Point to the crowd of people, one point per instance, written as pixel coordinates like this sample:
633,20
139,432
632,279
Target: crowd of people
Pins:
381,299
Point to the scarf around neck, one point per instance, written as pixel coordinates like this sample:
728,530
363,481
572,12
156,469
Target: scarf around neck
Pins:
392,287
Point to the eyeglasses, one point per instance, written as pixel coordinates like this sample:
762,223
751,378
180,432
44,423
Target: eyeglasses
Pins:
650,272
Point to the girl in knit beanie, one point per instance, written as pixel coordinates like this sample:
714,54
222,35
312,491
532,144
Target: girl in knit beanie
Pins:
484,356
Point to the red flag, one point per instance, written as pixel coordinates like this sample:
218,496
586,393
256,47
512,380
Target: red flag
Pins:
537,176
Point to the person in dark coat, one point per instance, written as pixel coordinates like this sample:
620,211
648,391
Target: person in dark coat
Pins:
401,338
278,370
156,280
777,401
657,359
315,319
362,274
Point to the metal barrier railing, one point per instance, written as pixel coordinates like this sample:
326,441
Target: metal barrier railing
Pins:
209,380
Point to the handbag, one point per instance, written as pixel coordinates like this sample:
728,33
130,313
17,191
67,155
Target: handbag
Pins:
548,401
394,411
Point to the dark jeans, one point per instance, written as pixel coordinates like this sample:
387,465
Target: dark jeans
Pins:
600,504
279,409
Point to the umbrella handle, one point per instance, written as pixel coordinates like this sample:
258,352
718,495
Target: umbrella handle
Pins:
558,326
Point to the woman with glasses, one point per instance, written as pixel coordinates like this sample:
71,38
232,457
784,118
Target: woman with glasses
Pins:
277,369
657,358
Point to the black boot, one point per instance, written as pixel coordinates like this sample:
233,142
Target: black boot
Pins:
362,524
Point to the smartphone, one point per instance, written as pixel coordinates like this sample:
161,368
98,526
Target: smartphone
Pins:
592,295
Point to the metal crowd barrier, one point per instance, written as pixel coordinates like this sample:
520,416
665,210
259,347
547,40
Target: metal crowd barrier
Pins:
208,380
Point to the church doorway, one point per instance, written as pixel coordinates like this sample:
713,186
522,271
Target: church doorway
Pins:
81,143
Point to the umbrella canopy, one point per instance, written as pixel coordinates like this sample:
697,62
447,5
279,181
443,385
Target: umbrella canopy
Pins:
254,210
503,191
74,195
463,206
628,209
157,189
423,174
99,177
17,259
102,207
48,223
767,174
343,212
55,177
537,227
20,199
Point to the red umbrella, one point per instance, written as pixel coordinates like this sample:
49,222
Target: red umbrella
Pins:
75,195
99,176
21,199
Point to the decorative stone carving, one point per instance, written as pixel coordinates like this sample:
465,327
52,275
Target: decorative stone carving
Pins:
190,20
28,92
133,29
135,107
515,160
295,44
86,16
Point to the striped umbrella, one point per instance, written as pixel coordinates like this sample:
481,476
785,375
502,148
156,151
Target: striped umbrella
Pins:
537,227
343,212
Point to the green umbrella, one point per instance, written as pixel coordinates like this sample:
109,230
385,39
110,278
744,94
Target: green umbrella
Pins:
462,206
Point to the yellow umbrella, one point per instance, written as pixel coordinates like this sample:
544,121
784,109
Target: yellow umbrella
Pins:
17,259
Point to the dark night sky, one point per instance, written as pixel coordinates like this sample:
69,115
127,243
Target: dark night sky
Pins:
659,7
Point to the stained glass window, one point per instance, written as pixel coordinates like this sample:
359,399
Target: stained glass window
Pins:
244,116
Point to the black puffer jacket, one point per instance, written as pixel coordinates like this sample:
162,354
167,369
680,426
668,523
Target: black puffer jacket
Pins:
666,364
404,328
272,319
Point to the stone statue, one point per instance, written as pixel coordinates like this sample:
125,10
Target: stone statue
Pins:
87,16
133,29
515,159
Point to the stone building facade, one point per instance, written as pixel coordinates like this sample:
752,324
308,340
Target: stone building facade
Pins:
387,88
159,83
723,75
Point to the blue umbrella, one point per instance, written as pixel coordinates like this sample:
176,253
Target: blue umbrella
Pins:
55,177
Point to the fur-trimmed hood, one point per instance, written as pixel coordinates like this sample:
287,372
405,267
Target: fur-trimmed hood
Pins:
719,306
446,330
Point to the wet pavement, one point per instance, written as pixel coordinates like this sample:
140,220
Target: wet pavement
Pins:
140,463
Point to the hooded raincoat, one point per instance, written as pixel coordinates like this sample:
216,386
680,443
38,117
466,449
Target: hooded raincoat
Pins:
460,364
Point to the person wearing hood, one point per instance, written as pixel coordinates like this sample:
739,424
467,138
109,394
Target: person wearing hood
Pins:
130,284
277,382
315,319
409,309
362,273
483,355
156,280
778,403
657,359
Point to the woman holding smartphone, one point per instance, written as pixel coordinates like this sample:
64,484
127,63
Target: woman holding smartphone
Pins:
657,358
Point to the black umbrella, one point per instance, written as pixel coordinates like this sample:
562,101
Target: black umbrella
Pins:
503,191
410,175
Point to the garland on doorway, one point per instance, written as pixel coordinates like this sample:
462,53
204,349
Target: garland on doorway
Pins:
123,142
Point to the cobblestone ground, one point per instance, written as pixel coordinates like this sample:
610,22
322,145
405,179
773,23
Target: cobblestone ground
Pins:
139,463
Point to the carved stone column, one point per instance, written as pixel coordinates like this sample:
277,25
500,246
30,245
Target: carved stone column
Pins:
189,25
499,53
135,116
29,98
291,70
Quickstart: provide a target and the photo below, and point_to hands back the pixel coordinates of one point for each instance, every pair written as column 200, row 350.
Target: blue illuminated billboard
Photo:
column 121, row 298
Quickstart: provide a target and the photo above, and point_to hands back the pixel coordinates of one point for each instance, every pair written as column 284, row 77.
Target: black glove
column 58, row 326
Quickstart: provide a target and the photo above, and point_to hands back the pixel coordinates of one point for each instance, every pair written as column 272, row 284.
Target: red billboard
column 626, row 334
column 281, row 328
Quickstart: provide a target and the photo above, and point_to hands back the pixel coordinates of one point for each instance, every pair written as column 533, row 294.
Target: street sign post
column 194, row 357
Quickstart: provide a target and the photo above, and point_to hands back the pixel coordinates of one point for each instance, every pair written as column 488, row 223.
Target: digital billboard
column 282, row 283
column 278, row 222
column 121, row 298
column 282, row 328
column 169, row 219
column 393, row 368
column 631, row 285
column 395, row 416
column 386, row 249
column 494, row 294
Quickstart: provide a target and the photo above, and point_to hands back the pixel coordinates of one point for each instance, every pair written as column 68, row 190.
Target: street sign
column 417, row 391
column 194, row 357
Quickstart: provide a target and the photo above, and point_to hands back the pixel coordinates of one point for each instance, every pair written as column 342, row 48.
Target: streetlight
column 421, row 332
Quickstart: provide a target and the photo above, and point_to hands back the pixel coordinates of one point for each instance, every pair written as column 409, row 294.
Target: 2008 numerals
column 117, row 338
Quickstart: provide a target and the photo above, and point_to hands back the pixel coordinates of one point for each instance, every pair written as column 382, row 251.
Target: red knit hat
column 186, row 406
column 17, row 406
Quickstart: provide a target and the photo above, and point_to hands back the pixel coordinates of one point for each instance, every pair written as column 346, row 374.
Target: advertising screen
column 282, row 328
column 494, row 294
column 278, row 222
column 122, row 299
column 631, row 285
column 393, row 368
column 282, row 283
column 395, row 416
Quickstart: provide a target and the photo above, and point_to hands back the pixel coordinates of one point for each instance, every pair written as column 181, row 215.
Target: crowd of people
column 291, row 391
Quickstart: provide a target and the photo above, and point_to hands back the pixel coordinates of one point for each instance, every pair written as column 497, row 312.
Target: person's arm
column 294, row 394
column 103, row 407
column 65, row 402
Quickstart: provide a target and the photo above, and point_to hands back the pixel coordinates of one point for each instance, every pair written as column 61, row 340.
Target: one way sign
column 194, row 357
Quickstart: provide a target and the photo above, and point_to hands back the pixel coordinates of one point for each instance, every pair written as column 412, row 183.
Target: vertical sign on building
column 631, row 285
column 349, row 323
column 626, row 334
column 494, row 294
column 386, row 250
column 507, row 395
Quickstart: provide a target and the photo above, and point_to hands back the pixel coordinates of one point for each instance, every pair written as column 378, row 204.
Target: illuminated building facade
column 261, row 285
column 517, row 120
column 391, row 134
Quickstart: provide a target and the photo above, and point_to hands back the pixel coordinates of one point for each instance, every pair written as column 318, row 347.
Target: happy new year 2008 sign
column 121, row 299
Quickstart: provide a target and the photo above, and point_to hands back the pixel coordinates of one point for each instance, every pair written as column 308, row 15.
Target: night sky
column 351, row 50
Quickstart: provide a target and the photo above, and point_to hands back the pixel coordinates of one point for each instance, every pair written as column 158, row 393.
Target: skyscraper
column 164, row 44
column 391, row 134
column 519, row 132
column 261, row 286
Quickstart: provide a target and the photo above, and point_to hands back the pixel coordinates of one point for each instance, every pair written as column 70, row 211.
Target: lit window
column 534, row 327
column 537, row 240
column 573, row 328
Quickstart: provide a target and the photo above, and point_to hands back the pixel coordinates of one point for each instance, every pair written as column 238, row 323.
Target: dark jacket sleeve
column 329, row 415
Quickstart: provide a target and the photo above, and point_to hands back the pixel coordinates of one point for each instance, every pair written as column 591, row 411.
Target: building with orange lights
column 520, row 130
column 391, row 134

· · ·

#### [WHAT TO PRODUCE]
Above are entries; state the number of lines among them that contain "blue", and nothing else.

#### [RESPONSE FOR THIS EXERCISE]
3